§ Aim of the task: Copy the data from the start through the line containing "<point>773,113</point>", shifting each coordinate in the answer points up by 49. Leave every other line and number as it is.

☆ ☆ ☆ ☆ ☆ ☆ ☆

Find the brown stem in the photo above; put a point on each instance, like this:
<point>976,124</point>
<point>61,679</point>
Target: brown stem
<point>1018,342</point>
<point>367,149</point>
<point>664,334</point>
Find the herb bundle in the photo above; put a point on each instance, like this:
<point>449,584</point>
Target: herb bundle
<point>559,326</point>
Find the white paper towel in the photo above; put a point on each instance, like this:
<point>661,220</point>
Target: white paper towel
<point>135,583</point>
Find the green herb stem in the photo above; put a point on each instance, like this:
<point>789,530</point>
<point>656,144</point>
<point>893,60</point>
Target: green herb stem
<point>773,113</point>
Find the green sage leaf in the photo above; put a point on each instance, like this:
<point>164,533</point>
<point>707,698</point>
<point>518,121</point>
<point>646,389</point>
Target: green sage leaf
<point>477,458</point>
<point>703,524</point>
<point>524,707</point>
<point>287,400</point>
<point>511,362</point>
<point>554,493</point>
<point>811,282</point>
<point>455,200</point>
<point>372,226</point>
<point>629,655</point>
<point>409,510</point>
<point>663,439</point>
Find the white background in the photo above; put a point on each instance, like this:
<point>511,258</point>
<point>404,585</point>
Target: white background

☆ ☆ ☆ ☆ ☆ ☆ ☆

§ Result:
Find the brown stem in the photo above; put a point on each instance, like this:
<point>976,124</point>
<point>61,679</point>
Target: brown stem
<point>1067,391</point>
<point>416,198</point>
<point>713,383</point>
Find the herb bundle in the photo above; put a point on each instance, like this:
<point>449,584</point>
Target: herb bundle
<point>608,375</point>
Find the white paper towel in the photo above; put a point on each instance, like this:
<point>661,220</point>
Target: white paper towel
<point>184,632</point>
Find the green herb stem in the photo above; put a point on each instance, like this:
<point>789,530</point>
<point>656,144</point>
<point>893,60</point>
Target: green herb stem
<point>822,162</point>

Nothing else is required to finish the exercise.